WHAT THIS TASK INVOLVES >> Rescale the lines starting with the one that contains "Where can the evergreen" and going on through the one that contains "<point>822,584</point>". Return only those lines, with every point coordinate in the answers multiplied by 1.6 and rounded to a whole number (halves round up), and all other lines copied unchanged.

Position annotation records
- - -

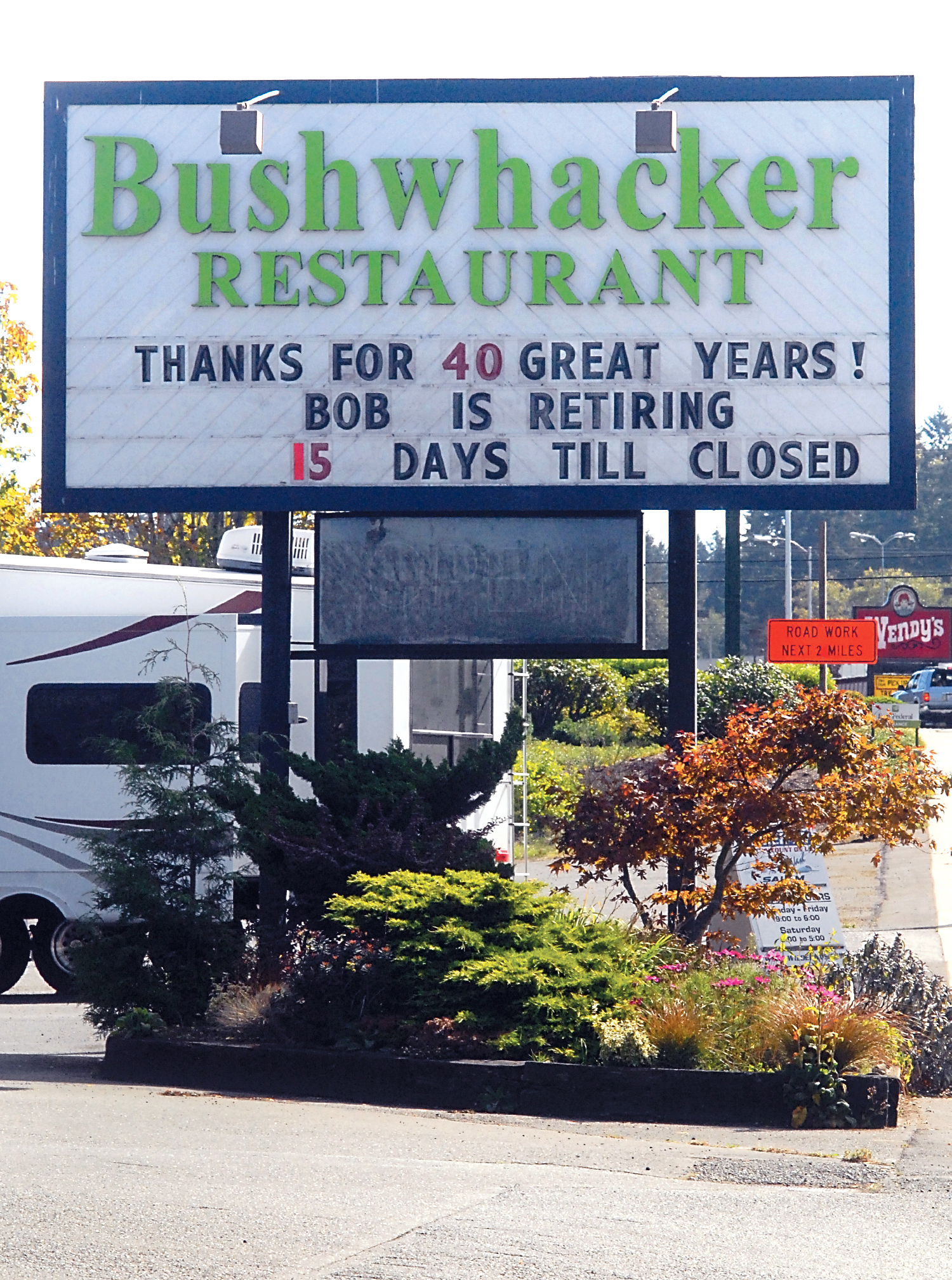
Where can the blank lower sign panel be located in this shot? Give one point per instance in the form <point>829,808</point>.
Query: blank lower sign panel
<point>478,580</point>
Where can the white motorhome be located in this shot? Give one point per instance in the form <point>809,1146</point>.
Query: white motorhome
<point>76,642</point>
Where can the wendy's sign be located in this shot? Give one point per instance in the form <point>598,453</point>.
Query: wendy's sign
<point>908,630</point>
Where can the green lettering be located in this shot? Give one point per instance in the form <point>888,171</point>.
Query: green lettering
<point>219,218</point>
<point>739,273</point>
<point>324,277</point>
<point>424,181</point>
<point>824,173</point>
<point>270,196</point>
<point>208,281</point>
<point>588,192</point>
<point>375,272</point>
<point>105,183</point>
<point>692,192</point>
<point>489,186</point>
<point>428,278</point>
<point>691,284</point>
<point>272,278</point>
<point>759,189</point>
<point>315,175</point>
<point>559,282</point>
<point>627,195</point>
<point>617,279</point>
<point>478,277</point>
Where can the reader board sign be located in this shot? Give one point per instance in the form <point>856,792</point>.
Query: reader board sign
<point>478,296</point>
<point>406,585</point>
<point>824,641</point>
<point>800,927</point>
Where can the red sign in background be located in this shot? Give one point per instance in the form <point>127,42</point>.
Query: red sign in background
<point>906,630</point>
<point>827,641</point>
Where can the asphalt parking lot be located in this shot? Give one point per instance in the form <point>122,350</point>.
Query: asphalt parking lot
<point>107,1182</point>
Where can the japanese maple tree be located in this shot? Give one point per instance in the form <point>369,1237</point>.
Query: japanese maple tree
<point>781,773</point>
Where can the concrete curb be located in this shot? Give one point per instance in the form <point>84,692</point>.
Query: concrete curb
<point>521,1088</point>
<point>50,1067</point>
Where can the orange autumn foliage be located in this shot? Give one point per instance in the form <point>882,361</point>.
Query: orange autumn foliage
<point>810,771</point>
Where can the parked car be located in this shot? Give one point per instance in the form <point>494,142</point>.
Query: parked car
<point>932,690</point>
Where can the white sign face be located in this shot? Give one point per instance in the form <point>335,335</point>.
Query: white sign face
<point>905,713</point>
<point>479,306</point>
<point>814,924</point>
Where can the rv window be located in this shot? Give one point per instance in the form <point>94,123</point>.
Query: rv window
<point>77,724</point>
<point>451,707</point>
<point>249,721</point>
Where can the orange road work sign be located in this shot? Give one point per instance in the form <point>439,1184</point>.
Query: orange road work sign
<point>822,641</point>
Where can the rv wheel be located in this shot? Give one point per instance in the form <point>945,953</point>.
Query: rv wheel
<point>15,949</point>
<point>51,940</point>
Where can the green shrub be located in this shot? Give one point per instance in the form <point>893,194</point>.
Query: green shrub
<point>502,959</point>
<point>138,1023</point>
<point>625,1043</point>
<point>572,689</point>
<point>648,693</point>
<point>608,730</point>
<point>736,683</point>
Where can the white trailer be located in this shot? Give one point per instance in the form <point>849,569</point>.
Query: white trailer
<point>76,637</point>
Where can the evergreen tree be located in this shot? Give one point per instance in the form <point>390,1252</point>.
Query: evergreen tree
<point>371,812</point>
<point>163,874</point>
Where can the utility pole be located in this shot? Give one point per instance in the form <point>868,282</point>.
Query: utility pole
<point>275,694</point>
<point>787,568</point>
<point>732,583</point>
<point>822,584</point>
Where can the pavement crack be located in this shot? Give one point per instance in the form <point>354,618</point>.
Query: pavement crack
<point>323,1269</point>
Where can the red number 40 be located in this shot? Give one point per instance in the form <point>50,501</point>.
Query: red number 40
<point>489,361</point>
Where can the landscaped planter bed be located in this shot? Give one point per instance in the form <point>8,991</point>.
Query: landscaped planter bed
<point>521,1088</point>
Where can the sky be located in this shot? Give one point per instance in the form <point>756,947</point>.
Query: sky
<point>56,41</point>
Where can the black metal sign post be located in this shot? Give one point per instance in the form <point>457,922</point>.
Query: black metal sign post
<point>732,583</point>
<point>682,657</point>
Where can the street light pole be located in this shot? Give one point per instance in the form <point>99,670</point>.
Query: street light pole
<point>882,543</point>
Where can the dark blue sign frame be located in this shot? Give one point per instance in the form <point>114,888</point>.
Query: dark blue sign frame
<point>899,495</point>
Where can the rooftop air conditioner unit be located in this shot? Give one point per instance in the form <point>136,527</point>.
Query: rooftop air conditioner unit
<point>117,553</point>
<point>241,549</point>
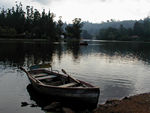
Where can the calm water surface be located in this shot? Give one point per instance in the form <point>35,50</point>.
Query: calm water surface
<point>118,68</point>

- - -

ANSWER TO THIS EXERCISE >>
Where can the evergreen tree be located in this shot? Give one point per instance in the form <point>390,1252</point>.
Query: evergreen tree
<point>594,1299</point>
<point>261,1398</point>
Where can the utility pole be located in this shot? Give one point per instance in the form <point>868,282</point>.
Query: utility pole
<point>440,1110</point>
<point>1259,909</point>
<point>1171,933</point>
<point>1315,934</point>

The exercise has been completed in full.